Put every line of the listing below into a JSON list of strings, one string per line, skipping blank lines and leaving out the pictures.

DATA LINES –

####################

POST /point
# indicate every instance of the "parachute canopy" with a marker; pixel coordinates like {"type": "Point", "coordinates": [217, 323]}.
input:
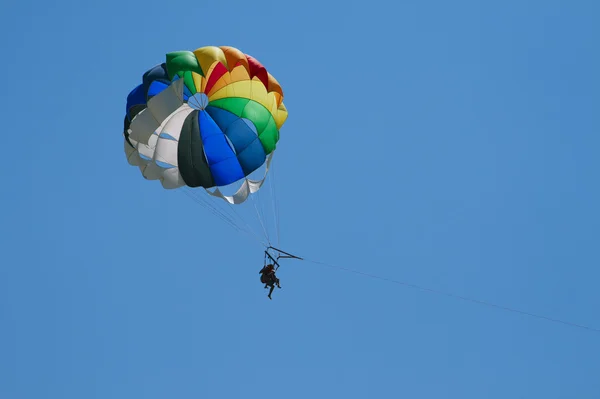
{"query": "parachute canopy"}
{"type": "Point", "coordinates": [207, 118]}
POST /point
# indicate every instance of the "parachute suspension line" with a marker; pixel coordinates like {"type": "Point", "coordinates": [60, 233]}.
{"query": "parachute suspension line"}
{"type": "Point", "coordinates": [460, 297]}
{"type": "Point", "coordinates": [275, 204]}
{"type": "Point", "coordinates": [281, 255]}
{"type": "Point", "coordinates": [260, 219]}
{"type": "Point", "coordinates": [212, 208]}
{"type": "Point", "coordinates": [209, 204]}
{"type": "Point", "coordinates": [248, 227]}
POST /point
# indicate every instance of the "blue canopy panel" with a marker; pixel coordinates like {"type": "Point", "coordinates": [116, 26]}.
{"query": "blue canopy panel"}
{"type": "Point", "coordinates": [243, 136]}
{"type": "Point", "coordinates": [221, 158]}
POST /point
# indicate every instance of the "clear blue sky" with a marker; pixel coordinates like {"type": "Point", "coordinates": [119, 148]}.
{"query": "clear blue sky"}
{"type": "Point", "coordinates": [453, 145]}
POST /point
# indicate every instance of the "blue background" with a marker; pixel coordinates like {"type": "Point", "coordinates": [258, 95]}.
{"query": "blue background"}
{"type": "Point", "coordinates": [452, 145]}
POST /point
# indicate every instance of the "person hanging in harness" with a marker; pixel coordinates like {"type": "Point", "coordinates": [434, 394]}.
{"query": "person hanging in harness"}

####################

FINAL RESULT –
[
  "POST /point",
  "# indicate every instance of the \"parachute canopy\" with a marker; pixel coordinates like {\"type\": \"Point\", \"coordinates\": [217, 323]}.",
  "input:",
  "{\"query\": \"parachute canopy\"}",
  "{\"type\": \"Point\", \"coordinates\": [207, 118]}",
  "POST /point",
  "# indicate every instance of the \"parachute suspension line\" with a marker; pixel coordinates like {\"type\": \"Point\", \"coordinates\": [60, 233]}.",
  "{\"query\": \"parachute suspension line\"}",
  "{\"type\": \"Point\", \"coordinates\": [460, 297]}",
  "{\"type\": \"Point\", \"coordinates\": [275, 204]}",
  "{\"type\": \"Point\", \"coordinates\": [281, 255]}",
  "{\"type\": \"Point\", \"coordinates\": [260, 219]}",
  "{\"type\": \"Point\", \"coordinates\": [212, 208]}",
  "{\"type\": \"Point\", \"coordinates\": [209, 204]}",
  "{\"type\": \"Point\", \"coordinates\": [248, 227]}",
  "POST /point",
  "# indicate every instance of the \"blue canopy panel\" with a marker; pixel coordinates like {\"type\": \"Point\", \"coordinates\": [116, 26]}.",
  "{\"query\": \"blue canopy panel\"}",
  "{\"type\": \"Point\", \"coordinates\": [243, 136]}",
  "{\"type\": \"Point\", \"coordinates\": [221, 158]}",
  "POST /point",
  "# indicate every instance of the \"clear blue sky\" with a marker; pixel coordinates like {\"type\": \"Point\", \"coordinates\": [119, 148]}.",
  "{\"query\": \"clear blue sky\"}",
  "{\"type\": \"Point\", \"coordinates\": [453, 145]}",
  "POST /point",
  "# indicate every instance of the \"blue background\" with a marker; pixel coordinates like {\"type\": \"Point\", \"coordinates\": [258, 95]}.",
  "{\"query\": \"blue background\"}",
  "{\"type\": \"Point\", \"coordinates\": [452, 145]}",
  "POST /point",
  "# indicate every instance of the \"person hanging in harness\" with a marker; pixel coordinates like {\"type\": \"Point\", \"coordinates\": [434, 394]}.",
  "{\"query\": \"person hanging in harness\"}"
]